EXERCISE BRIEF —
From the listing below, return every line with the string "wall" in it.
+++ DATA SUPPLIED
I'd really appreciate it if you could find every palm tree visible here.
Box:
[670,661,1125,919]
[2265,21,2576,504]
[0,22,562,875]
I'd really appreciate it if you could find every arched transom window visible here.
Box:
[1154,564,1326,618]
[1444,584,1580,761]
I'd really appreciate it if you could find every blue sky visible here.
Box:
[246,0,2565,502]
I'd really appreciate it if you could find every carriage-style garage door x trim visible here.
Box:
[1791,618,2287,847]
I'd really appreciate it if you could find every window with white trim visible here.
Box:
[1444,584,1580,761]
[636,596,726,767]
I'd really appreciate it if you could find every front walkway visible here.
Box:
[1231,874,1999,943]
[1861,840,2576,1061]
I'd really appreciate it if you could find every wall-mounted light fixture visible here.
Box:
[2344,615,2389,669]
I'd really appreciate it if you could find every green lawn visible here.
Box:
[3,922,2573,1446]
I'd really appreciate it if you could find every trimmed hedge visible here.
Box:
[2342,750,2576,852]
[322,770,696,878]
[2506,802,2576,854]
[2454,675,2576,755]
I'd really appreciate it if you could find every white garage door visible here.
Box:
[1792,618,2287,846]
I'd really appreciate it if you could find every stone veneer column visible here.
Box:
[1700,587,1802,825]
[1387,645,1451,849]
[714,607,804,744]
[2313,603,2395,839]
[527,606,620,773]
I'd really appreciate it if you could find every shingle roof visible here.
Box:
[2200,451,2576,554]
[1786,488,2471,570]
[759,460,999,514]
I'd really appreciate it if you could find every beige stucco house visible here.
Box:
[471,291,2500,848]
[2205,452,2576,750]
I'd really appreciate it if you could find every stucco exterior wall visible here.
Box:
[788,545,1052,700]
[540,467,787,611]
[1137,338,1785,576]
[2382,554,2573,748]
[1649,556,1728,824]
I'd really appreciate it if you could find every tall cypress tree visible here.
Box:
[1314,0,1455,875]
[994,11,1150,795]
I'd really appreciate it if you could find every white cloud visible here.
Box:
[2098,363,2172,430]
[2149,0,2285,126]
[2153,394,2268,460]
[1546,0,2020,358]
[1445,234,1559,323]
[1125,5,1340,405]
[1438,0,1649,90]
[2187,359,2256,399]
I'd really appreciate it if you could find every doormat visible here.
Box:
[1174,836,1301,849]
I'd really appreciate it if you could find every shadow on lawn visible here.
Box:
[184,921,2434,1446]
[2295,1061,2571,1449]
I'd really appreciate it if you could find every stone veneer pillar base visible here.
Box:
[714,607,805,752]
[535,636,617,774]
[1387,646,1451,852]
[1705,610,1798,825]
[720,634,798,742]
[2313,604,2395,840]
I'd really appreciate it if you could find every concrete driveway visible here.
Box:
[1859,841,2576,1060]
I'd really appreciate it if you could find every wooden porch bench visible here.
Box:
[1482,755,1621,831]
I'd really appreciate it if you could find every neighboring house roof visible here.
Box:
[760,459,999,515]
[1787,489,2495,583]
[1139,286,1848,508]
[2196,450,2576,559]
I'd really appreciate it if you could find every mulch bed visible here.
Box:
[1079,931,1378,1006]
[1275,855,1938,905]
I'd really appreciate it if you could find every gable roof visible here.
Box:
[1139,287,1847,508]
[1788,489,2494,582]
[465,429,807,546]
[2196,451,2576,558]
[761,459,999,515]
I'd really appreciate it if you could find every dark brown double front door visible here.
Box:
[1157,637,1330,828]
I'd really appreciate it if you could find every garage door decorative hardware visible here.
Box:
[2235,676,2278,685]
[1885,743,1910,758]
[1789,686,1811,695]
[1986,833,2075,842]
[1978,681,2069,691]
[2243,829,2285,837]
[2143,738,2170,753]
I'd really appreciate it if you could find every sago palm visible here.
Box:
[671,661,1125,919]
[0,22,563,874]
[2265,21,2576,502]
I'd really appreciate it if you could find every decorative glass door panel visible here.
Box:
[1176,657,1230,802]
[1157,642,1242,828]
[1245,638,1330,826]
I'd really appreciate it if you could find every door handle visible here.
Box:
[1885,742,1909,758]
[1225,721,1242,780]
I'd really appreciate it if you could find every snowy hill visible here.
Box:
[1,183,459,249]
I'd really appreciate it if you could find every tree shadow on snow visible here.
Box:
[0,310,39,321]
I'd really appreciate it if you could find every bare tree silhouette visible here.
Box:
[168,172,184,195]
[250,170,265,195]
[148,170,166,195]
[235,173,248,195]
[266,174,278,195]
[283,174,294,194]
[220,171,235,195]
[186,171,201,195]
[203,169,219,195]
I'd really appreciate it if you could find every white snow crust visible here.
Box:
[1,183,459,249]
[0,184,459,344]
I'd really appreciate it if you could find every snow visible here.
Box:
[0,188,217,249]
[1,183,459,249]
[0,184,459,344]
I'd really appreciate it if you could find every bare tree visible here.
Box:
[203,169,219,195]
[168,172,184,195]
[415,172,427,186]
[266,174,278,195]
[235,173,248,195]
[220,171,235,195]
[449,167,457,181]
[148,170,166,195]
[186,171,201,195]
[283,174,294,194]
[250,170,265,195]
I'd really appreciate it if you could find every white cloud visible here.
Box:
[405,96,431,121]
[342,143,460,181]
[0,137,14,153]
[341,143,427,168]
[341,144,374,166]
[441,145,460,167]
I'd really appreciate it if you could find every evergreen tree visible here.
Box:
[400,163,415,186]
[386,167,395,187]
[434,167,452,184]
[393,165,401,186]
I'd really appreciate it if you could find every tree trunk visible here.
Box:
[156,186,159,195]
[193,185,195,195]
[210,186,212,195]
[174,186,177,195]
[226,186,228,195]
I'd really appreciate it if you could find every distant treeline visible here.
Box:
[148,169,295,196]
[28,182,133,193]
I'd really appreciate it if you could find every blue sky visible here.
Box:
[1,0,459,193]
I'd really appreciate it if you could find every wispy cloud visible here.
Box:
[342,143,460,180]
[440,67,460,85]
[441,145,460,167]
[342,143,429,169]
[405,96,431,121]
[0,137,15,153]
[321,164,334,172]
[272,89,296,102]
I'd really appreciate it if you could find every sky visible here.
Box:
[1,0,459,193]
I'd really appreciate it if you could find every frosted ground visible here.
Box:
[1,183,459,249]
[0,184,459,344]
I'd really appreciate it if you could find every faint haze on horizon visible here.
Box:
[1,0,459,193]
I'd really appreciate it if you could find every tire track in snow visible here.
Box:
++++++
SOLVED EXERCISE —
I'd really appreciate it if you could find every wall-mounted light fixture visible here.
I'd really appreciate it if you could find every stucco exterior wall visible here.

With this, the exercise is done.